● TO DO
Retype all of the entries exactly as they appear.

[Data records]
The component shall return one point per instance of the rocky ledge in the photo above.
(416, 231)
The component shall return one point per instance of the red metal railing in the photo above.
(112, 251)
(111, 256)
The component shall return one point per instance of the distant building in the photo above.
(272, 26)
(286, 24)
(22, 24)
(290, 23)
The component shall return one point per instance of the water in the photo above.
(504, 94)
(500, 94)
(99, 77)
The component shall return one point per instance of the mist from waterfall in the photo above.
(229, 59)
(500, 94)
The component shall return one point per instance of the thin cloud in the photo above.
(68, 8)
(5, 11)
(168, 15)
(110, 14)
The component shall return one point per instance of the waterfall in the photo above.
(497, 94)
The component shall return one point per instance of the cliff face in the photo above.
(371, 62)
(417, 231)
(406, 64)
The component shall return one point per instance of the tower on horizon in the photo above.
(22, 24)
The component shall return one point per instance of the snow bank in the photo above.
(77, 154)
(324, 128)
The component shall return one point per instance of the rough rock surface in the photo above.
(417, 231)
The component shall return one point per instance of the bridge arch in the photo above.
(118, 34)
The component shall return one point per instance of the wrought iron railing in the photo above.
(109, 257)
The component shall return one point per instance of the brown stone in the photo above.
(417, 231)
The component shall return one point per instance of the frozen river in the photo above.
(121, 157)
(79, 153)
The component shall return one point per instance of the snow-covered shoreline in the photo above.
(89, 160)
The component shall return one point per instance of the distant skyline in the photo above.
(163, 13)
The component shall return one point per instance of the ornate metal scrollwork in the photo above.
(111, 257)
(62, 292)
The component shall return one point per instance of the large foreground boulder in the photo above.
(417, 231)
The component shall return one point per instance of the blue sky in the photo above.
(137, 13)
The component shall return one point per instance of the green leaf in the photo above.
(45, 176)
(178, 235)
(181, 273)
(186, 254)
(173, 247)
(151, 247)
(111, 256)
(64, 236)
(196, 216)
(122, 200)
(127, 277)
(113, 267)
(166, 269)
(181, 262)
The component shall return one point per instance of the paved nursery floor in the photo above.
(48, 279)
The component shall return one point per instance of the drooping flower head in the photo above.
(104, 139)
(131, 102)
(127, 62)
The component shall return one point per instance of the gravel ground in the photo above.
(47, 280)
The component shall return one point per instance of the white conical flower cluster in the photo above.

● EXPECTED ANSWER
The component shall return one point per instance of the rocky ledge in the photo above.
(416, 231)
The component shall return one point per instance of the red metal railing in the photo above.
(112, 251)
(111, 256)
The component shall return one point per instance of the distant building in the photo above.
(272, 26)
(286, 24)
(22, 24)
(290, 23)
The component shall return one point per instance of the water in the photo above.
(504, 94)
(500, 94)
(99, 77)
The component shall return one point per instance of the mist from waterfall in the photo above.
(229, 59)
(500, 94)
The component shall return one point per instance of the thin cloud in the photo above.
(68, 8)
(5, 11)
(168, 15)
(110, 14)
The component shall return one point per instance of the waterfall in the photo above.
(497, 94)
The component shall return one point per instance of the cliff face in the photo above.
(371, 62)
(417, 231)
(406, 64)
The component shall return one point per instance of the tower on horizon in the photo above.
(22, 24)
The component shall return one point per instance of the snow bank in the photo above.
(77, 154)
(324, 128)
The component shall return one point per instance of the rough rock surface in the photo above.
(417, 231)
The component shall return one point per instance of the bridge arch in the photo above.
(118, 34)
The component shall return one point per instance of the wrought iron railing in the photo above.
(109, 257)
The component shall return one point per instance of the brown stone in the photo above.
(417, 231)
The component shall return one point per instance of the frozen river in the photo above.
(121, 157)
(79, 153)
The component shall return one point per instance of the snow-covered shoreline in the photo above.
(89, 160)
The component shall return one point per instance of the distant skyline in the photo above.
(163, 13)
The component shall return one point per instance of the ornate metal scrollwork in the photo above.
(111, 257)
(62, 292)
The component shall return one point per instance of the large foreground boulder in the photo above.
(417, 231)
The component shall return one point per instance of the blue sky in the photo above.
(137, 13)
The component shall return one point per instance of the green leaf in the photo above.
(45, 176)
(178, 235)
(181, 273)
(186, 254)
(173, 247)
(151, 247)
(111, 256)
(64, 236)
(196, 216)
(122, 200)
(127, 277)
(113, 267)
(166, 269)
(181, 262)
The component shall return one point per instance of the paved nursery floor in the photo above.
(48, 279)
The component shall return one point per instance of the drooping flower head in the photo above.
(104, 139)
(131, 102)
(127, 62)
The component shall return one point per instance of the gravel ground in the photo above.
(47, 280)
The component shall return one point per instance of the white conical flower cluster in the photo above.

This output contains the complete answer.